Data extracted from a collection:
== Segment start ==
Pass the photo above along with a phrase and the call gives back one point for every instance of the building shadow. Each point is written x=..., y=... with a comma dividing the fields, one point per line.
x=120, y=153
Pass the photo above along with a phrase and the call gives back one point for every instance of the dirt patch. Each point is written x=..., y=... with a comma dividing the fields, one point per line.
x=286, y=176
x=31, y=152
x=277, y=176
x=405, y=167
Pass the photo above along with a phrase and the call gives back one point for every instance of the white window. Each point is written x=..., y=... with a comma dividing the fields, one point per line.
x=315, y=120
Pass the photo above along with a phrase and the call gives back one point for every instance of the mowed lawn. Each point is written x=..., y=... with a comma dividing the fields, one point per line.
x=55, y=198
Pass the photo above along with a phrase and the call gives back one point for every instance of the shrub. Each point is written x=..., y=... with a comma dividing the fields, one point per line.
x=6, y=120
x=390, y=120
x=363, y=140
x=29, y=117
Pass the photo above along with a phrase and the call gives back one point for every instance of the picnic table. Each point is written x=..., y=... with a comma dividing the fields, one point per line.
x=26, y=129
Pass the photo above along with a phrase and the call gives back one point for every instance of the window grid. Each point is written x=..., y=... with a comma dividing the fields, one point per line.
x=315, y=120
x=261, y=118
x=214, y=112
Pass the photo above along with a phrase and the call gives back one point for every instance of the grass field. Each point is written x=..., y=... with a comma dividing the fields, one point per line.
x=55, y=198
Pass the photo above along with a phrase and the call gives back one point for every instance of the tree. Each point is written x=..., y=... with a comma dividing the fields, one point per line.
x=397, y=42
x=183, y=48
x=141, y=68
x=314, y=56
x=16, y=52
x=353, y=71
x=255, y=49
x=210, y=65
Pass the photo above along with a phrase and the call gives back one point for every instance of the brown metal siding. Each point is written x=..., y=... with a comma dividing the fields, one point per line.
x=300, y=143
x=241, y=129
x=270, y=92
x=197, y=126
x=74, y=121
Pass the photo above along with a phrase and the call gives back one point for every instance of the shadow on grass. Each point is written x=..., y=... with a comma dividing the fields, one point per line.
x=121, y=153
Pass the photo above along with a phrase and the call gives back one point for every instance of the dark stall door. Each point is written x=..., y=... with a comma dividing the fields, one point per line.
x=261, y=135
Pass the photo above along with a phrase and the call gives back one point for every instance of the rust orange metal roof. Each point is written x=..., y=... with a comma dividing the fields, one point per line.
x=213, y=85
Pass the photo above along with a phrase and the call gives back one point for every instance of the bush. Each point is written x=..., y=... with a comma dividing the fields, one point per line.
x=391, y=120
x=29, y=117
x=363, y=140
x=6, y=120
== Segment end ==
* YOUR OBJECTIVE
Output the entries verbatim.

* EXPECTED OUTPUT
Pass the photo above along with a phrase and the call gives back one point for every instance of the building shadow. Each point is written x=..., y=... with a comma dividing the fields, one point per line.
x=120, y=153
Pass the photo above along with a phrase and the call gives back one point for every instance of the dirt patch. Each point is written x=..., y=... with a comma dividing the fields, one point per line.
x=286, y=176
x=31, y=152
x=277, y=176
x=405, y=167
Pass the photo above along with a phrase and the call gives back one point for every instance of the white window. Each point is written x=..., y=... with a comma dividing the fields, one point per line.
x=315, y=120
Pass the photo above along with a phrase and the call gives back one point for every instance of the mowed lawn. Each point is written x=..., y=... with a comma dividing the fields, one point per line.
x=55, y=198
Pass the photo above along with a phrase and the call gives back one point for every instance of the shrub. Each point is written x=..., y=... with a comma dividing the fields, one point per line.
x=6, y=120
x=390, y=120
x=363, y=140
x=29, y=117
Pass the photo above along with a phrase and the call gives back one point for every instance of the picnic table. Each point is written x=..., y=... with a comma dividing the fields, one point per line.
x=26, y=129
Pass the photo above along with a phrase and the call gives back one point for every instance of the window grid. Each point is written x=..., y=... with a comma dividing the fields, one point per line.
x=315, y=120
x=261, y=118
x=214, y=112
Pass the photo above along with a phrase and the call gives back one point for every instance of the grass field. Each point is written x=..., y=... with a comma dividing the fields, one point per line.
x=55, y=198
Pass the photo above along with a phrase and the call gives back one point for every instance of the tree. Each point is written x=..., y=... with a comma dividing the fields, one point per line.
x=397, y=42
x=183, y=48
x=141, y=68
x=314, y=56
x=16, y=52
x=353, y=71
x=255, y=49
x=210, y=65
Pass the photo above along with a phrase and the call gives back one point for every instance of the brown metal siding. Each point is written x=..., y=... with a comma dividing the fields, one point per line.
x=300, y=143
x=241, y=129
x=270, y=92
x=197, y=126
x=74, y=121
Pass the photo above along with a phrase and the call gives back one point for every instance of the shadow on grass. Each point is written x=..., y=... with a comma dividing the fields, one point per line.
x=121, y=153
Pass the photo above along with a phrase and the call gives back one point for every instance of the dark stall door. Each point is written x=..., y=... with a comma dividing the fields, one point per line.
x=261, y=135
Pass the photo above along with a phrase and the call gives back one point for every instance of the rust orange metal roof. Each point is written x=..., y=... with a comma dividing the fields, one point per line.
x=213, y=85
Pass the photo above along with a phrase and the call gives back one point for every instance of the bush. Each point is written x=..., y=... with a comma dividing the fields, one point per line.
x=391, y=120
x=29, y=117
x=363, y=140
x=6, y=120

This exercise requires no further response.